◆ WHAT TO WORK ON ◆
Output every record below exactly.

◆ RECORDED DATA ◆

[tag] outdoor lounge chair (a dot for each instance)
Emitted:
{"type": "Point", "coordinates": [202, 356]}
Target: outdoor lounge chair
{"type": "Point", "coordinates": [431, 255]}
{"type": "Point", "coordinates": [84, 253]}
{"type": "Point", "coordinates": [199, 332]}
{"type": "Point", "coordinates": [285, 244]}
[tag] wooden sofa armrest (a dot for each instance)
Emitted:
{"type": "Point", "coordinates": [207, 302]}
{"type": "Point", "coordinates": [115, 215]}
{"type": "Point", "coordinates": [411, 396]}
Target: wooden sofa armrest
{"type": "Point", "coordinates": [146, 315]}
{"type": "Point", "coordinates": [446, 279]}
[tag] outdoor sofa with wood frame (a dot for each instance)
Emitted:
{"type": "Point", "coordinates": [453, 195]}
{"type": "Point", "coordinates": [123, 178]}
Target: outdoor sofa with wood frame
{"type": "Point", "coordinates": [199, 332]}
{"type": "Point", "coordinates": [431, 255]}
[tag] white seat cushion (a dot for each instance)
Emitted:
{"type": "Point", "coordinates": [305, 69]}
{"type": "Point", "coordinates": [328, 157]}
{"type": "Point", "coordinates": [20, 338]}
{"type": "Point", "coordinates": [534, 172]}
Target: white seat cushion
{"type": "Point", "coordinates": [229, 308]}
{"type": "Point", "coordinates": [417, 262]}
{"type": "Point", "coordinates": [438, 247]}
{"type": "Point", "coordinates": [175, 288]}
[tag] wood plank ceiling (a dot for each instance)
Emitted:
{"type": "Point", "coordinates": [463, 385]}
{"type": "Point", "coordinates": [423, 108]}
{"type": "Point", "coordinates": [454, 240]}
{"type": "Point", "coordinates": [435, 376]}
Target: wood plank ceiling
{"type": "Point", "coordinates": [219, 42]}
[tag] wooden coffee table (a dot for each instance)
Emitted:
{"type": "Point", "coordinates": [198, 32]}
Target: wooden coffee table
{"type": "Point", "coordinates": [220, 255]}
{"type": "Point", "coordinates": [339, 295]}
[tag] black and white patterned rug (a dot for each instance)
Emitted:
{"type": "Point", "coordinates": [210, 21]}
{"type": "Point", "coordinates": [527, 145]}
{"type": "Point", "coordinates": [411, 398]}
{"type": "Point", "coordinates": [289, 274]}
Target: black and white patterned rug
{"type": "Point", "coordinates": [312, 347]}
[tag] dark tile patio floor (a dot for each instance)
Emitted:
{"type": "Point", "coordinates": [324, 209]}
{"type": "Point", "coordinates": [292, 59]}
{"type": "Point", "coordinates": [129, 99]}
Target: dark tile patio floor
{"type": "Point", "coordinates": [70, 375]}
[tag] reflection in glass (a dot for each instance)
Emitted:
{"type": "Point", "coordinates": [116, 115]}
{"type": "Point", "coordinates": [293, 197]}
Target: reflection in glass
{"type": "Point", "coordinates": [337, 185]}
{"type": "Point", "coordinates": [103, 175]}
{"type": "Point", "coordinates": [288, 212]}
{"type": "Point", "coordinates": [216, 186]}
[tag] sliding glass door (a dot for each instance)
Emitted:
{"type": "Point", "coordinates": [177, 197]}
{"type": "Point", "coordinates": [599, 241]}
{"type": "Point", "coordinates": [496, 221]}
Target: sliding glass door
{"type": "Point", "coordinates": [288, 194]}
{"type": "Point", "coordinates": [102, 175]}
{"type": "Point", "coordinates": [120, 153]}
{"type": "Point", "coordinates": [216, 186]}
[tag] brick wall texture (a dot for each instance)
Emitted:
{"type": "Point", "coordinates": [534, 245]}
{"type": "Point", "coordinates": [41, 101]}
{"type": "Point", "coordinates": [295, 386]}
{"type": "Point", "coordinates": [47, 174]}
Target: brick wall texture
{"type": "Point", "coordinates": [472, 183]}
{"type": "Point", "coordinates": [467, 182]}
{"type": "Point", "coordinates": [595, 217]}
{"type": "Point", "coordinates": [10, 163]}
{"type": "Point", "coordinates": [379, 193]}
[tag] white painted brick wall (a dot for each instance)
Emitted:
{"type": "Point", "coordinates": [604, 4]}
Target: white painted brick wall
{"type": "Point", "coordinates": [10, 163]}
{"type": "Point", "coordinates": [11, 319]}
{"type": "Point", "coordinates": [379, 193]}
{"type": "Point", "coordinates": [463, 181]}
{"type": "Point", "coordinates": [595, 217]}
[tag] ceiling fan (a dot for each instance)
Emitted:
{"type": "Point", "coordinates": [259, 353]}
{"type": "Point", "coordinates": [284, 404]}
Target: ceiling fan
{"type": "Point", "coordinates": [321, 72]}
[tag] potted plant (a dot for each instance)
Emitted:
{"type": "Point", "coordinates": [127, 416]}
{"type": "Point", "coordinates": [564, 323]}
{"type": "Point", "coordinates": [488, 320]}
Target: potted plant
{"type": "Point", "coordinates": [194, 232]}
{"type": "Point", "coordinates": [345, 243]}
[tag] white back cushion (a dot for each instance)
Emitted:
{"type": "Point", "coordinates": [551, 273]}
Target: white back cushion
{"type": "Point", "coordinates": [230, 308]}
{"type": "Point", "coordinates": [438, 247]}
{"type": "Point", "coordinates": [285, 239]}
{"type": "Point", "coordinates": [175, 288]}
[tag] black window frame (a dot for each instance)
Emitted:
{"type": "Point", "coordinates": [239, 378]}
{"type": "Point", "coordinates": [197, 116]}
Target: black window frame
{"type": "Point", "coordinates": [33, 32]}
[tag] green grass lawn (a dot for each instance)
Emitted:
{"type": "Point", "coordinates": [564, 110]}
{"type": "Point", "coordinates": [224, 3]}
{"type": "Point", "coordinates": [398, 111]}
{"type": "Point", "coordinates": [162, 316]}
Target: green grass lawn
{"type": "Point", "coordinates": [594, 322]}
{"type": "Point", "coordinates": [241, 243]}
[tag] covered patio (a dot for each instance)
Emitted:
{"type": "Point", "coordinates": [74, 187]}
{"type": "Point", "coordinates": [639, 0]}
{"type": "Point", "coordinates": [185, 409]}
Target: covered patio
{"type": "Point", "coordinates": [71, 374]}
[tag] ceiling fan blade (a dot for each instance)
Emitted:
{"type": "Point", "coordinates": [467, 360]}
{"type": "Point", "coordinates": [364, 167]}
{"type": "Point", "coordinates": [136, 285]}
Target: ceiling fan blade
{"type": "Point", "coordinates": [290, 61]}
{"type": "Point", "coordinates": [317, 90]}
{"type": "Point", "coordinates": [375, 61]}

◆ EXERCISE ANSWER ◆
[tag] outdoor lounge chair (a dot for each instance)
Emitted:
{"type": "Point", "coordinates": [202, 356]}
Target: outdoor lounge chair
{"type": "Point", "coordinates": [431, 255]}
{"type": "Point", "coordinates": [84, 253]}
{"type": "Point", "coordinates": [199, 332]}
{"type": "Point", "coordinates": [285, 244]}
[tag] wooden sofa armrest (a dot for each instance)
Emitted:
{"type": "Point", "coordinates": [207, 302]}
{"type": "Point", "coordinates": [115, 215]}
{"type": "Point", "coordinates": [411, 396]}
Target: wooden sofa armrest
{"type": "Point", "coordinates": [146, 315]}
{"type": "Point", "coordinates": [446, 279]}
[tag] outdoor sofa with wood frame (a dot for each instance)
Emitted:
{"type": "Point", "coordinates": [453, 195]}
{"type": "Point", "coordinates": [123, 178]}
Target: outdoor sofa with wood frame
{"type": "Point", "coordinates": [199, 332]}
{"type": "Point", "coordinates": [431, 255]}
[tag] white seat cushion (a dot for each instance)
Emitted:
{"type": "Point", "coordinates": [305, 69]}
{"type": "Point", "coordinates": [328, 157]}
{"type": "Point", "coordinates": [20, 338]}
{"type": "Point", "coordinates": [534, 172]}
Target: white seat cushion
{"type": "Point", "coordinates": [229, 308]}
{"type": "Point", "coordinates": [417, 262]}
{"type": "Point", "coordinates": [438, 247]}
{"type": "Point", "coordinates": [175, 288]}
[tag] wood plank ceiling (a dot for each instance)
Emitted:
{"type": "Point", "coordinates": [463, 385]}
{"type": "Point", "coordinates": [423, 108]}
{"type": "Point", "coordinates": [454, 240]}
{"type": "Point", "coordinates": [435, 376]}
Target: wood plank ceiling
{"type": "Point", "coordinates": [219, 42]}
[tag] wooden coffee table (a dot for each instance)
Emitted:
{"type": "Point", "coordinates": [198, 32]}
Target: wooden coffee table
{"type": "Point", "coordinates": [220, 255]}
{"type": "Point", "coordinates": [339, 295]}
[tag] black and white patterned rug (a dot for each instance)
Emitted:
{"type": "Point", "coordinates": [210, 21]}
{"type": "Point", "coordinates": [527, 145]}
{"type": "Point", "coordinates": [411, 398]}
{"type": "Point", "coordinates": [289, 274]}
Target: black and white patterned rug
{"type": "Point", "coordinates": [312, 347]}
[tag] dark tile patio floor (a dot for each instance)
Emitted:
{"type": "Point", "coordinates": [324, 209]}
{"type": "Point", "coordinates": [292, 59]}
{"type": "Point", "coordinates": [129, 99]}
Target: dark tile patio floor
{"type": "Point", "coordinates": [70, 375]}
[tag] reflection in glass (a dot for each instance)
Emitted:
{"type": "Point", "coordinates": [116, 115]}
{"type": "Point", "coordinates": [293, 197]}
Target: reflection in glass
{"type": "Point", "coordinates": [337, 185]}
{"type": "Point", "coordinates": [103, 175]}
{"type": "Point", "coordinates": [288, 212]}
{"type": "Point", "coordinates": [216, 186]}
[tag] sliding glass door (a dot for each instance)
Emitted:
{"type": "Point", "coordinates": [177, 197]}
{"type": "Point", "coordinates": [599, 241]}
{"type": "Point", "coordinates": [496, 221]}
Target: sliding glass door
{"type": "Point", "coordinates": [288, 194]}
{"type": "Point", "coordinates": [102, 175]}
{"type": "Point", "coordinates": [120, 153]}
{"type": "Point", "coordinates": [216, 186]}
[tag] brick wall texture (a dot for each instance)
Emitted:
{"type": "Point", "coordinates": [534, 245]}
{"type": "Point", "coordinates": [41, 101]}
{"type": "Point", "coordinates": [295, 386]}
{"type": "Point", "coordinates": [47, 174]}
Target: brick wall texture
{"type": "Point", "coordinates": [472, 183]}
{"type": "Point", "coordinates": [467, 182]}
{"type": "Point", "coordinates": [595, 217]}
{"type": "Point", "coordinates": [10, 163]}
{"type": "Point", "coordinates": [379, 193]}
[tag] white painted brick wall (a dot for each instance)
Emitted:
{"type": "Point", "coordinates": [604, 4]}
Target: white painted brick wall
{"type": "Point", "coordinates": [10, 163]}
{"type": "Point", "coordinates": [11, 319]}
{"type": "Point", "coordinates": [379, 193]}
{"type": "Point", "coordinates": [463, 181]}
{"type": "Point", "coordinates": [595, 217]}
[tag] ceiling fan (a dot for each instance)
Emitted:
{"type": "Point", "coordinates": [259, 353]}
{"type": "Point", "coordinates": [284, 404]}
Target: ceiling fan
{"type": "Point", "coordinates": [321, 72]}
[tag] potted plant (a dot for each instance)
Emitted:
{"type": "Point", "coordinates": [127, 416]}
{"type": "Point", "coordinates": [564, 323]}
{"type": "Point", "coordinates": [488, 320]}
Target: potted plant
{"type": "Point", "coordinates": [194, 232]}
{"type": "Point", "coordinates": [345, 243]}
[tag] white back cushion (a dot for each instance)
Emitted:
{"type": "Point", "coordinates": [551, 273]}
Target: white back cushion
{"type": "Point", "coordinates": [230, 308]}
{"type": "Point", "coordinates": [438, 247]}
{"type": "Point", "coordinates": [285, 239]}
{"type": "Point", "coordinates": [175, 288]}
[tag] black window frame (a dot for each instance)
Emitted:
{"type": "Point", "coordinates": [239, 378]}
{"type": "Point", "coordinates": [197, 116]}
Target: black window frame
{"type": "Point", "coordinates": [33, 32]}
[tag] green grass lawn (a dot for each instance)
Emitted:
{"type": "Point", "coordinates": [564, 110]}
{"type": "Point", "coordinates": [224, 3]}
{"type": "Point", "coordinates": [398, 111]}
{"type": "Point", "coordinates": [162, 316]}
Target: green grass lawn
{"type": "Point", "coordinates": [594, 322]}
{"type": "Point", "coordinates": [241, 243]}
[tag] covered patio (a dot for each instance)
Emitted:
{"type": "Point", "coordinates": [74, 187]}
{"type": "Point", "coordinates": [639, 0]}
{"type": "Point", "coordinates": [185, 409]}
Target: covered patio
{"type": "Point", "coordinates": [71, 374]}
[tag] ceiling fan blade (a dot for each instance)
Emitted:
{"type": "Point", "coordinates": [467, 360]}
{"type": "Point", "coordinates": [364, 167]}
{"type": "Point", "coordinates": [136, 285]}
Target: ceiling fan blade
{"type": "Point", "coordinates": [290, 61]}
{"type": "Point", "coordinates": [317, 90]}
{"type": "Point", "coordinates": [375, 61]}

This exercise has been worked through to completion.